- [Tasks for this exercise]:
a) In the forum thread on hinge strength, which moment of inertia formula for a rectangular cross section gave units that fit the recalled equation?
b) Continue the forum thread on hinge strength, starting after its final sentence.
------ Text passage ------
Favor Tapered Hinge against sideLean, forced stronger with forward exercising hinge stronger thru added force at birthing
BUT , simple rectangular/strip hinge forced thicker can help too
>> by virtue of offering fibers in leveraged positions against sideLean within now expanded hinge field
But reapportionment of Tapered Hinge offers these positions more extremely.
.
So find angle portions against side load better expensed to face direction
>> to empower / birth stronger hinge , AND IT'S LEVERAGES AS ANOTHER MULTIPLIER
that don't have with temporary babying hinge by taking side load portion off of it
>> to then possibly impact back..
I was just waiting for the guy in Frankie's videos to calculate the side lean retention strength of the hinge, after he calculated breaking the hinge conventionally. I think he said 3000 psi wood tensile at break. Missed opportunity. Kyle, math us! What is the side torque to snap the hinge in the video? If I do it it will make my head hurt. So I'm passing the buck to you. 
oh, Spidey, you're invited too but the answer has to be a hard number of foot lbs. Or the teacher gives no marks even if you showed your work.
oh, Spidey, you're invited too but the answer has to be a hard number of foot lbs. Or the teacher gives no marks even if you showed your work.
Well, it was bugging me so I limbered up. First I tried to touch my toes but my hamstrings said "You just can't get there from here." Then I pumped out some chin ups and my elbow said "I can see you've been doing DRT again, pain be upon you." So I gave up on increased blood flow to my brain. I tried tp purge decades of clutter from my head and root out a diagram or equation. There was a faint little echo "sigma equals M Y over I" and then it was "oh great now I've got figure out what that really means. Enter google and I found section modes from the video, also the more familiar moment of inertia and then the cryptic second moment of area. Finally it was cleared up by each guy saying this is what I use and the other guys are wrong, or, well, different. Live and let live. Great, solved nothing. Tried my M Y over I with the video numbers and it almost worked but the units didn't work out. Digging a little deeper I found two formulas for moment of inertia of a rectangular cross section beam, one b h squared over 6 and the other b h cubed over 12. But aha! the over 12 guy fit the units correctly for my recollected equation and to corroborate it they actually used my equation.
------ Provided information ------
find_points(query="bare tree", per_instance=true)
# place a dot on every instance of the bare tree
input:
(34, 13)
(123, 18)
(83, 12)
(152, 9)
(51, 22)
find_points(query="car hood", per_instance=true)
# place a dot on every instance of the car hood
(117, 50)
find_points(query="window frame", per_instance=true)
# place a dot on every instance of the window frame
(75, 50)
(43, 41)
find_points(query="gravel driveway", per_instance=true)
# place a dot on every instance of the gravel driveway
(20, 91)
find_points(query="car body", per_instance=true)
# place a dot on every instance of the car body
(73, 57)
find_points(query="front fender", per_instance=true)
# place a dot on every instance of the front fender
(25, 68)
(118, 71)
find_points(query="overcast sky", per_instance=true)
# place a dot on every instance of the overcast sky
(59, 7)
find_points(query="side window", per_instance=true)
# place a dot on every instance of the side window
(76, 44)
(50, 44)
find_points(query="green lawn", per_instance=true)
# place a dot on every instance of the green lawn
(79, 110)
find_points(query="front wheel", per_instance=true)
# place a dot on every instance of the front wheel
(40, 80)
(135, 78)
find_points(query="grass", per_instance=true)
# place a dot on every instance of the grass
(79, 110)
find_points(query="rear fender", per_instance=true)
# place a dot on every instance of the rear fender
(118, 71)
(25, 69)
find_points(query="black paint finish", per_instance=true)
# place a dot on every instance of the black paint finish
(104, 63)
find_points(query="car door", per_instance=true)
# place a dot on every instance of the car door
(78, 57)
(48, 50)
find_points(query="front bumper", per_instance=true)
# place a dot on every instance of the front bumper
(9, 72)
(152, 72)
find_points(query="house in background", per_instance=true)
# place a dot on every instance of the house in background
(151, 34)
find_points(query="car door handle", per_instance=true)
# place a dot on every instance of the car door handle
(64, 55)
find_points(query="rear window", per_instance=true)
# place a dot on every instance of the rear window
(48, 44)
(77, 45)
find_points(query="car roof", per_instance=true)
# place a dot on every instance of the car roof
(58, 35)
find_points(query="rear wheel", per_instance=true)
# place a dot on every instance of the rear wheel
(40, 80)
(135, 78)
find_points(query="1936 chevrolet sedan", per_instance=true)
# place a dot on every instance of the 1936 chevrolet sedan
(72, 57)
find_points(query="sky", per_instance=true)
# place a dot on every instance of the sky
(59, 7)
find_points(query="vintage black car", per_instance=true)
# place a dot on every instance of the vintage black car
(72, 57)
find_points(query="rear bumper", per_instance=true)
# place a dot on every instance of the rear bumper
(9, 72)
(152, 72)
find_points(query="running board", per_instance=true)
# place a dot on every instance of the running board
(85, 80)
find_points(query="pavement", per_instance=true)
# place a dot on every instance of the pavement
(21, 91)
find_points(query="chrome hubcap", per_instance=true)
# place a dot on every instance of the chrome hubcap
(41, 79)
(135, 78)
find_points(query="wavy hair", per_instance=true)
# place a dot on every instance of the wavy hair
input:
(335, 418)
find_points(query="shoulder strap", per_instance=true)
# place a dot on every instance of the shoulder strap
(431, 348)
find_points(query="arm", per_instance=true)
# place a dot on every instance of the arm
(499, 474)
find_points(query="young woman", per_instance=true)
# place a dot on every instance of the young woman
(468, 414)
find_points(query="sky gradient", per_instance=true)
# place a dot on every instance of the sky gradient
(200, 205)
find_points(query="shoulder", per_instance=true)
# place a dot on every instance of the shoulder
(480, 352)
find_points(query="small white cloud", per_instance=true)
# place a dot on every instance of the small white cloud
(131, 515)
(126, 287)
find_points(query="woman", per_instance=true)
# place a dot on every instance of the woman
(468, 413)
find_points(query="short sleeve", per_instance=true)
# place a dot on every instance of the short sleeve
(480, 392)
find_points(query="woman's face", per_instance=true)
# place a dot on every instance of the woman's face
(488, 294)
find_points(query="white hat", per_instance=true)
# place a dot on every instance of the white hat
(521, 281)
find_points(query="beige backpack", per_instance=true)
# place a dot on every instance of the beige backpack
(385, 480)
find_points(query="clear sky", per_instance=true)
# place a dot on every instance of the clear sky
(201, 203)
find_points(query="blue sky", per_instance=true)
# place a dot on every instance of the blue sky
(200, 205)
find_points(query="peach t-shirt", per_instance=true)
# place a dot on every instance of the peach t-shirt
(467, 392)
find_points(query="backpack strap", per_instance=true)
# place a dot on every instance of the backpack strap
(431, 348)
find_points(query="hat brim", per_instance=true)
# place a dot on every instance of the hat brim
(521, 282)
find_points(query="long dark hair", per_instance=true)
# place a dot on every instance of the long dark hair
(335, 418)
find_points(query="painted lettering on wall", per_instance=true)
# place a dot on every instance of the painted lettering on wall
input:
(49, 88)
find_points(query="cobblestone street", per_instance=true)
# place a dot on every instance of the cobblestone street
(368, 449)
------
- [Expected results]:
a) The b h cubed over 12 formula.

b)
So sigma is stress in psi, the video guy chose 4,000 psi out of a 3,000 to 12,000 range for wood. The center of a beam is the neutral axis where it's neither compression nor tension, happens to be the center for the rectangular shape. The Y is the distance out to where you're calculating the stress which turns out to be 1/2 of the 1 1/2" hinge thickness (b = 11.5", h = 1.5" for bending the hinge in the video). So in the video he gets 16,876 in lb = 1406 ft lbs to break the hinge using the b h squared over 6. I ran those numbers and got 1437.5 ft lbs. Note he said he got his inertia from a chart, probably rounded and also note the half thickness from neutral axis to face neatly explains the 6 vs 12 and units. So now it makes sense.
On to the side loading, reverse b and h so I = 1.5" x (11.5" cubed)/12 = 190.11 inches to the fourth, then rearrange sigma = M Y over I to get M = (4000 psi) x (190.11 inches to the fourth) over (11.5" / 2 ) = 132,250 in lb = 11,021 ft lb which is a lot bigger than 1437 ft lbs. So that's why floor joists are used on edge ..... So if he had 2000 lb tree over center by 2 feet, 4000 ft lbs is around a third of the break strength, if a side lean.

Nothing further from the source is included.